- Job 1
Swap "wooden privacy fence" for "wooden picket fence" in the rows, from the line with "Where can you find the black" up to and including the line with "point(537, 215)". Give those lines again with everything else unchanged.

- Document passage

··········

I share with you the view that even when flashmobs started as a funny trend, it well could become the strategy to gather people for "serious" (social, cultural, political) reasons in public places. Even to think!

De: lgs Fecha: 2003-10-07 20:40

They have to be fun as well.

I predict there will be a serious phylosophical exploration of flashmobs in a not distant future.

In fact, I predict there has been such an exploration, already done, but that I don't know of.

De: Natalie Fecha: 2003-10-12 06:03

Imagination and playfulness are the most amazing and effective tools we humans have but they are only rarely used in the 'serious' side of human affairs. People tend to think that they belong only the sphere of art, of theatre, of literature.
But why not apply imaginative and playful ideas to serious problems? To politics, to conflicts, to religious and racial intolerance, to human suffering?

If people can readily and spontaneously gather for flashmobs for fun, surely the same fun principle can be applied to serious issues? Think about it! Make a proposal!

De: lgs Fecha: 2003-10-14 00:56


Let me think about it in this side track.

Say people want to think of some fun ways to improve democracy in the US of A.

Is that to big and vague a task?

Or, sorry, we don't want to think up the ideas ourselves!

Hmm ... I should definitely get more sleep. Every day.

... I read Natalie's comment. "Intolerance" strings a cord. Not because I've felt it myself, but because I can easily imagine a sort of Carnival FlashMob.

But is "fun" meant to be absurd? Could we gather people wearing some distinctive cardboard face, someone from the world of politics, and make them say different things?

Perhaps ... Ok, I'll dream about it.

De: lgs Fecha: 2003-10-14 00:58

Sorry, it's "it strikes a chord". (This just shows my instrument is, quite untypically, the spanish guitar.)

De: Natalie Fecha: 2003-10-15 10:10

Lucas, it's when you're just improvsing that the best ideas occur:

"Could we gather people wearing some distinctive cardboard face, someone from the world of politics, and make them say different things? "

This has the seeds of another really good idea. Why not develop it?
Suppose, for example, that someone with very right-wing Bush-like views was asked to put on a mask of a person with the exact opposite, very liberal lefty views. And then he was asked to speak, with conviction, as though these were really his own views.
What would happen? It would be very interesting (aan fun) to try such an experiment.

De: Natalie Fecha: 2003-10-15 10:14

"Say people want to think of some fun ways to improve democracy in the US of A.

Is that to big and vague a task?

Or, sorry, we don't want to think up the ideas ourselves! "

Why not think of ideas yourself? That's very important!

And why not think of fun ways to improve U.S. democracy? It's certainly in need of it.
Anno, of course it's not too big or vague a task!


De: lgs Fecha: 2003-10-16 16:45

Fun Ways to Improve U.S. Democracy

(an 'on the fly' draft)

Many U.S. citizens tend to think of themselves as proactive and innovative. They value initiative and getting things done.

Their democracy exerts an influence on many other people, and may be seen by many as an example of what a Real Democracy (TM) should be.

When one is right, one is right, right?

So what does a foreigner like myself, stepping on American shoes, starting a thread that, quite frankly, suggests U.S. democracy can and should be improved?

··········

- Exercise data
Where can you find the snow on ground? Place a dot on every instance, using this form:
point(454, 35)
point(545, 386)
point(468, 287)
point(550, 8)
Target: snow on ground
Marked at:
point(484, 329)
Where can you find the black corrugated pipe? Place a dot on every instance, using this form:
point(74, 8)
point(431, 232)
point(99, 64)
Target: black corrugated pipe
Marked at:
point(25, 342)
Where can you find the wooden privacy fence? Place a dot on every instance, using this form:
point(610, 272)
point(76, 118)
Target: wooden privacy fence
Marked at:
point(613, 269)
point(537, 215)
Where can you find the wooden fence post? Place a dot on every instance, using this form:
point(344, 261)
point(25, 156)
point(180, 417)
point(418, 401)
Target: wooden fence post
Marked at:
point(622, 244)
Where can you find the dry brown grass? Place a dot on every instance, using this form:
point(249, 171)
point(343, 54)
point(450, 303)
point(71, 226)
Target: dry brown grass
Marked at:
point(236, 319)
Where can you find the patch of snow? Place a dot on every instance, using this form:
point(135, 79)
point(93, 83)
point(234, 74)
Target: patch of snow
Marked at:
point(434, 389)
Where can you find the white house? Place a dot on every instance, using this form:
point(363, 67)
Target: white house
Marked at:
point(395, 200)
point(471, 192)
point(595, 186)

··········

- Job 2
Answer these questions about the flashmob thread:
(a) What instrument does lgs say is theirs?
(b) What sort of FlashMob does lgs imagine after reading Natalie's comment?
(c) In Natalie's example, what views does the person asked to wear the mask hold?

- Task output 1
Where can you find the black corrugated pipe? Place a dot on every instance, using this form:
point(74, 8)
point(431, 232)
point(99, 64)
Target: black corrugated pipe
Marked at:
point(25, 342)
Where can you find the wooden picket fence? Place a dot on every instance, using this form:
point(610, 272)
point(76, 118)
Target: wooden picket fence
Marked at:
point(613, 269)
point(537, 215)

- Task output 2
(a) The Spanish guitar.
(b) A Carnival FlashMob.
(c) Very right-wing, Bush-like views.